# Requisitos del ejercicio
Reescribe el pasaje del texto sobre El gran Gatsby desde "Los espacios son" hasta "invadido por él.", ambos incluidos, sustituyendo "muelle" por "embarcadero".

# Texto para revisar
Los espacios son fundamentales en la obra de Fitzgerald, pues representan obstáculos que cada uno de los personajes debe atreverse a librar o cruzar para lograr sus propósitos. La mansión de Gatsby esta ubicada en West Egg, la zona de los nuevos ricos, mientras que al otro lado de la bahía de Long Island se encuentra East Egg, donde habitan las tradicionales familias de abolengo. La colosal propiedad de Gatsby tiene otra particularidad, que se encuentra justo frente a la de Daisy, separadas solo por la bahía. A Gatsby lo obsesiona el muelle de Daisy con el faro del que brota una intensa luz verde, que lo hace sentir cerca de ella y a la vez incapaz de atravesar el agua y sacarla de la vida que lleva junto a Tom Buchanan. La humilde casa a la que Nick llega colinda con las propiedades de Gatsby, lo que provoca que siempre se sienta observado o invadido por él.
No es difícil sentirse seducido por el gran Gatsby, ante esa ilusión de poder que proyecta, a través de su elegancia, su porte y los objetos que lo rodean y del misterio que podemos rellenar con nuestros propios deseos y fantasías. Pero detrás de este hombre que supo llegar a esa luz verde de riquezas impulsado por la esperanza, había un espíritu obsesionado nadando contracorriente hacia un pasado perdido. Este Nick no es lo suficientemente importante para hacer ese contrapeso fundamental a la parte deslumbrante de Gatsby, que permite que su perfil faraónico se derrumbe a favor de uno más humano. Tampoco la narrativa de Luhrmann lo deja ver con suficiente claridad. En parte por eso era fundamental que nos dejara conocer al padre de Gatsby, como sucede en la novela, que nos narra al pasado humilde de Gatsby. Pero, parafraseando al doctor de Carraway, al inicio de la película, estas historias nadie tiene que leerlas, siempre puedes quemarlas. Y así, bailar hacia el futuro dejándose llevar por la corriente, como si el pasado no existiera.

Descripciones de objetos en texto libre:
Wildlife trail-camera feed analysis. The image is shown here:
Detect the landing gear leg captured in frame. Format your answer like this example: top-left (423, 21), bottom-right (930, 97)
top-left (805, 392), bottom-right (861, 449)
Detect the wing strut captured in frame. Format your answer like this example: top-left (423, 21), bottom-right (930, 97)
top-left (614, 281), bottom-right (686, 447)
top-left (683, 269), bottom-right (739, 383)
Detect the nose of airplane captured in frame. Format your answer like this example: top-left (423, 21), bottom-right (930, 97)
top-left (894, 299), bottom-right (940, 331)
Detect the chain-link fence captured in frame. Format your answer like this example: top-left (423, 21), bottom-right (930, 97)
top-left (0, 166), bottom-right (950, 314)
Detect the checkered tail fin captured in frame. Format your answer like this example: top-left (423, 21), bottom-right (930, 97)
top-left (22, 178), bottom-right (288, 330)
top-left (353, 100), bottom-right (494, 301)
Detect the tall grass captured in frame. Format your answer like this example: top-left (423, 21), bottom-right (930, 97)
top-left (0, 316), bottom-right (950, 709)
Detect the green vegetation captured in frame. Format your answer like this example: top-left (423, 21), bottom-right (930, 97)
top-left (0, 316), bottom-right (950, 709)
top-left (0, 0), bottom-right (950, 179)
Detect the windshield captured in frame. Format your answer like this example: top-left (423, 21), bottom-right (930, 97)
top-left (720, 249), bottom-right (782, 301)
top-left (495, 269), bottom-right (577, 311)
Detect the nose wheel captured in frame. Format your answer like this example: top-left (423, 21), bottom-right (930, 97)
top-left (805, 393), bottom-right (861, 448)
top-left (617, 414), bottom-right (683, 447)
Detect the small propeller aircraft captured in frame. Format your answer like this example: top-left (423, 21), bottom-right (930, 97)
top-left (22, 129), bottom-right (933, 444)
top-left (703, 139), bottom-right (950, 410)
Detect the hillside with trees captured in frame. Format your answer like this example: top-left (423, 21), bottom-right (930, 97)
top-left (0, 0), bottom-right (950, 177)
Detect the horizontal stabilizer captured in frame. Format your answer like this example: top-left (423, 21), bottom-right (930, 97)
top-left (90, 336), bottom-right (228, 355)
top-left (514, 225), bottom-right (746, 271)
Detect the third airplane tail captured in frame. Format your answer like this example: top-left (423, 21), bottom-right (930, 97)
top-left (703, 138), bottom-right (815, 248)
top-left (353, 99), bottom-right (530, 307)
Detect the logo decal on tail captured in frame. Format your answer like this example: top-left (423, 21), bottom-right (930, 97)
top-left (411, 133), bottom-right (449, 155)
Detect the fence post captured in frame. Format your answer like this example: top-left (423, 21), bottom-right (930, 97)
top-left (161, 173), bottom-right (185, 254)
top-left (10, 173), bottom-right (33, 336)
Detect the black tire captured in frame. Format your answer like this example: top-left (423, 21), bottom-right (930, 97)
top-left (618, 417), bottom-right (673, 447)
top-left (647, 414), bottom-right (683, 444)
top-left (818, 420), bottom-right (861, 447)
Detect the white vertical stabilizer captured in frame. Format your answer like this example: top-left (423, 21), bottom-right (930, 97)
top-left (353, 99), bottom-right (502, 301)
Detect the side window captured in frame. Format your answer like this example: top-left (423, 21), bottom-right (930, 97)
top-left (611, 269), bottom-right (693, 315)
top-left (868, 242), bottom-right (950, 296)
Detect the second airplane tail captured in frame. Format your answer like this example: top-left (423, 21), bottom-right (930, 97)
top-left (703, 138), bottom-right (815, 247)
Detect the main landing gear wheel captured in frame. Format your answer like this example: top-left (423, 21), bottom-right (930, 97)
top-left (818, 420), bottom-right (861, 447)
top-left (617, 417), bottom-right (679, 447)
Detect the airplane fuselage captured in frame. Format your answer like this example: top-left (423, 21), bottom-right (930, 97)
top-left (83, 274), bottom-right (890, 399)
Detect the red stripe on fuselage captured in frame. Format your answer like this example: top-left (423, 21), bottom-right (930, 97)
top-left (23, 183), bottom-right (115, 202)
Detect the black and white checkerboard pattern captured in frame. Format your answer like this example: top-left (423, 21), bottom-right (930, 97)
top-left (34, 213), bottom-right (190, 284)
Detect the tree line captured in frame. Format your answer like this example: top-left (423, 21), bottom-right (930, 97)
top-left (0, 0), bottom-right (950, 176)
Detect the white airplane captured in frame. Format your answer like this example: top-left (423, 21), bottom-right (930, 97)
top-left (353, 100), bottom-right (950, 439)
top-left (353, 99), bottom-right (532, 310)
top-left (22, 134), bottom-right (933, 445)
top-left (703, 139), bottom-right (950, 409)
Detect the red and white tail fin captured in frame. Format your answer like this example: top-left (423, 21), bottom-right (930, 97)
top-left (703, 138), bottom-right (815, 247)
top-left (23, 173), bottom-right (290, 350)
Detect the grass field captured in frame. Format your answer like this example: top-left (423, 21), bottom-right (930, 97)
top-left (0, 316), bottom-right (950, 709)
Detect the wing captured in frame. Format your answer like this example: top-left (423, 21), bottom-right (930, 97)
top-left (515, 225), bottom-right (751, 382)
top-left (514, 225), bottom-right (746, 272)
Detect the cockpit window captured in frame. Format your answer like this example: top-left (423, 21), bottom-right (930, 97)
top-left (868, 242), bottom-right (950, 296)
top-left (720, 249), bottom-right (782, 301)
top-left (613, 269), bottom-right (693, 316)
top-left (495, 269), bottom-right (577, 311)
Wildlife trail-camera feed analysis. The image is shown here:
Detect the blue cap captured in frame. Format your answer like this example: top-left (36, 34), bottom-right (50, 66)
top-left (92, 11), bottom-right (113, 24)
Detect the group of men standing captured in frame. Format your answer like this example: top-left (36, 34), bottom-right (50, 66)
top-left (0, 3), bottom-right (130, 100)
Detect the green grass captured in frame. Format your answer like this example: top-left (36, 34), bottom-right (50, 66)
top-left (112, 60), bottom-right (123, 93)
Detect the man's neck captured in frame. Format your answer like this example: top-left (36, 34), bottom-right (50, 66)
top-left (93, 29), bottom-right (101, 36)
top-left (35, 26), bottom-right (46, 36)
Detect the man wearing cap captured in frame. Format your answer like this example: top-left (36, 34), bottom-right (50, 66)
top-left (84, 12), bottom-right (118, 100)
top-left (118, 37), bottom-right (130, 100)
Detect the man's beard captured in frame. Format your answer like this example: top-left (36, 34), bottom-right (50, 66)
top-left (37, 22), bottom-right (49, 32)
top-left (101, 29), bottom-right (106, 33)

# Respuesta a la tarea
Los espacios son fundamentales en la obra de Fitzgerald, pues representan obstáculos que cada uno de los personajes debe atreverse a librar o cruzar para lograr sus propósitos. La mansión de Gatsby esta ubicada en West Egg, la zona de los nuevos ricos, mientras que al otro lado de la bahía de Long Island se encuentra East Egg, donde habitan las tradicionales familias de abolengo. La colosal propiedad de Gatsby tiene otra particularidad, que se encuentra justo frente a la de Daisy, separadas solo por la bahía. A Gatsby lo obsesiona el embarcadero de Daisy con el faro del que brota una intensa luz verde, que lo hace sentir cerca de ella y a la vez incapaz de atravesar el agua y sacarla de la vida que lleva junto a Tom Buchanan. La humilde casa a la que Nick llega colinda con las propiedades de Gatsby, lo que provoca que siempre se sienta observado o invadido por él.